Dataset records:

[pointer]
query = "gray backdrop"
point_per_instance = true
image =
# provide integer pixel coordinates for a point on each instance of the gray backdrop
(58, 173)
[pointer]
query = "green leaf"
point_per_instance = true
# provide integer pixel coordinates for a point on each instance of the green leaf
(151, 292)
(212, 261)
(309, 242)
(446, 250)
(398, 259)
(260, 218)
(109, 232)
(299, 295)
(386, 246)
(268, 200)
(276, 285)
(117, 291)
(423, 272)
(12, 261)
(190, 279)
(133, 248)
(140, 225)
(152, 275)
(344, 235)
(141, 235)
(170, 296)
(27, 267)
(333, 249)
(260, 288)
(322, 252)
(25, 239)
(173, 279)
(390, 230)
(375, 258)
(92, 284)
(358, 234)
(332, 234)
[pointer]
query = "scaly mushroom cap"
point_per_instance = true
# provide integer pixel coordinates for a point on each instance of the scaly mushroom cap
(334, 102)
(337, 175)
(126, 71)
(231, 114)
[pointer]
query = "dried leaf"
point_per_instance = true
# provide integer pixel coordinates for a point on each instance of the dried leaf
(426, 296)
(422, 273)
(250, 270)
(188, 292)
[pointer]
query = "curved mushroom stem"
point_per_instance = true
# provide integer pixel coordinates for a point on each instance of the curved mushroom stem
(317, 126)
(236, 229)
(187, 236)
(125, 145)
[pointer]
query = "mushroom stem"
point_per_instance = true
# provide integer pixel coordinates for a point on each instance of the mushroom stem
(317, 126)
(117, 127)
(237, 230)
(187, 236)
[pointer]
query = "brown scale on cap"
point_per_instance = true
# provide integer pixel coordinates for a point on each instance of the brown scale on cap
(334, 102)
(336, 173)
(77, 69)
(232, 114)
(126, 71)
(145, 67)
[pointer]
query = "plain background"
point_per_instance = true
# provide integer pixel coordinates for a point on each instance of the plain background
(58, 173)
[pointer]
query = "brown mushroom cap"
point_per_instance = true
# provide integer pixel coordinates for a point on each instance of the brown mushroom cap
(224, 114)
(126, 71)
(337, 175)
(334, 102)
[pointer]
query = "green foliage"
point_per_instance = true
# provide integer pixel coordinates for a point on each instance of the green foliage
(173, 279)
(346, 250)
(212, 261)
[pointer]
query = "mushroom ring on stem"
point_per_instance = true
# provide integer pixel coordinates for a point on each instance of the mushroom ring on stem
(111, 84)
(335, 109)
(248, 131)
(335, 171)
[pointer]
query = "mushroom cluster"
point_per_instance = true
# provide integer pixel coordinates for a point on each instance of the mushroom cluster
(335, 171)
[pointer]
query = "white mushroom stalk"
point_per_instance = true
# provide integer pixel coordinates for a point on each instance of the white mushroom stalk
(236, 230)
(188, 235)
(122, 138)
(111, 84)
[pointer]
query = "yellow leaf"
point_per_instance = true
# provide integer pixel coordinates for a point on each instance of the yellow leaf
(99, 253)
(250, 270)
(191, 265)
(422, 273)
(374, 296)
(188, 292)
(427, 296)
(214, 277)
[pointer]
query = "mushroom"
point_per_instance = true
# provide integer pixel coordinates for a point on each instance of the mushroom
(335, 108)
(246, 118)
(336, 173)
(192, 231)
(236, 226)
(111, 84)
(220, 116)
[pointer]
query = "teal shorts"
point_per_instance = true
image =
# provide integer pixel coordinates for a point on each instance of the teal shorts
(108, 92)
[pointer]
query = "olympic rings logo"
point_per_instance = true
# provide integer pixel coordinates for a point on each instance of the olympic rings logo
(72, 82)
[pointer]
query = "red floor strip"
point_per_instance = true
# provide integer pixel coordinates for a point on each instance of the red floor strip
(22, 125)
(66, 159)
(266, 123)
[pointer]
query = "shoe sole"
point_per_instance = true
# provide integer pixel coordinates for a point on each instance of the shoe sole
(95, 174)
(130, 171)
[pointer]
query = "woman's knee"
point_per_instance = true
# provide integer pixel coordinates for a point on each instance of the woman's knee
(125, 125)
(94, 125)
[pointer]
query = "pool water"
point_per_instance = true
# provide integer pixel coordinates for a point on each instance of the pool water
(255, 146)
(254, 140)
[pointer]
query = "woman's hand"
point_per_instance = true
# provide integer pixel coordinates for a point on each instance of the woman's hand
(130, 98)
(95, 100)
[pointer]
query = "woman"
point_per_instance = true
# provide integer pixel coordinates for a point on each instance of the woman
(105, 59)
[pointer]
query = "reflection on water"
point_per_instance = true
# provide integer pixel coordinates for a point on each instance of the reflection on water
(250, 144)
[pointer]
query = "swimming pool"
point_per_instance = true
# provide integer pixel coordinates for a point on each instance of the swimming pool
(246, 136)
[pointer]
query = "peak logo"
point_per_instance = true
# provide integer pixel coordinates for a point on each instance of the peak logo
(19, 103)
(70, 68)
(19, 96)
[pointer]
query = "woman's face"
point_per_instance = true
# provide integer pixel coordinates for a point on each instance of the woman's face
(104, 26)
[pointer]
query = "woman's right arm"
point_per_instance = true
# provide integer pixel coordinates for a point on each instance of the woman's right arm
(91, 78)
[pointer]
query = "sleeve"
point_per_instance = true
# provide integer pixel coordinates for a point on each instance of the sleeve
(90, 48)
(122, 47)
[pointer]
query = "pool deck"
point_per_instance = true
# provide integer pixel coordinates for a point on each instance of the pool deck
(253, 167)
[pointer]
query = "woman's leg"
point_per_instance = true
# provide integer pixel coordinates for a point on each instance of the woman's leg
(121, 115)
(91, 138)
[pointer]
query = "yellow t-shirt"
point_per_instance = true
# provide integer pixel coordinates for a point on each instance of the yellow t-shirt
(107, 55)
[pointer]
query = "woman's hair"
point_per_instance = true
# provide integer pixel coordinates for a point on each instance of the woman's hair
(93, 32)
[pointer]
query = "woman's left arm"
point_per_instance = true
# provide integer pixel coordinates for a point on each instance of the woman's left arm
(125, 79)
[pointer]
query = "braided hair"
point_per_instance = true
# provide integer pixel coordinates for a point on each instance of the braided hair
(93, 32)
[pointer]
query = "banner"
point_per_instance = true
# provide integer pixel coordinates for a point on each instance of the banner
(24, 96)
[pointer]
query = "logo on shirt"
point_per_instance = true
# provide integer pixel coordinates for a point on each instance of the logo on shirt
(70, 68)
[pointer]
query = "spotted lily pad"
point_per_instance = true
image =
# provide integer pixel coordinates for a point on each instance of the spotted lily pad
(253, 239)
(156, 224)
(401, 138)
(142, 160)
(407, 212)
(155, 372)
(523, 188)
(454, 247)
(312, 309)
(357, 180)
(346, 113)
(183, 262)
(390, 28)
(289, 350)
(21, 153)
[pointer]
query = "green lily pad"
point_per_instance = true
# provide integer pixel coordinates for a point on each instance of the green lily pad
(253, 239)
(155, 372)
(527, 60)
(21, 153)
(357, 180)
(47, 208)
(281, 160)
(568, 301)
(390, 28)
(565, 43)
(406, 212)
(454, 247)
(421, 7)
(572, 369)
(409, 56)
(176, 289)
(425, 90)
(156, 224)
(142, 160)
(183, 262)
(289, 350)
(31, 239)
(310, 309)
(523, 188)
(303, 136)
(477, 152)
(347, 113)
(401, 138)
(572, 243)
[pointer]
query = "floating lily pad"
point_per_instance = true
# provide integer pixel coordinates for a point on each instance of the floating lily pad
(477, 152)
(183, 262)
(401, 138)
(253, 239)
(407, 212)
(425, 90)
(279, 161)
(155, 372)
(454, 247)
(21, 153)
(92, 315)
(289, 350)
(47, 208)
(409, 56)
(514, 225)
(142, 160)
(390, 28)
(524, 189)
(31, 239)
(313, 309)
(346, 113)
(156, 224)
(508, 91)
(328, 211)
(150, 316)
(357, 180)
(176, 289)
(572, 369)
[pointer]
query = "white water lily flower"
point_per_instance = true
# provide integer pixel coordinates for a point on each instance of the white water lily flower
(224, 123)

=== Exercise ===
Please show each line of the data above that contains the word "lily", copying every such line in full.

=== Response ===
query = "spotted lily pad"
# provide integer pixel coordinates for a point on each instance of the spotted lily pad
query = "green lily pad"
# provide integer pixel coordinates for a point on each instance of the green lily pad
query = "floating lily pad"
# provide integer pixel coordinates for a point on each instance of the floating lily pad
query = "white water lily flower"
# provide integer pixel coordinates for a point on each instance of the white water lily flower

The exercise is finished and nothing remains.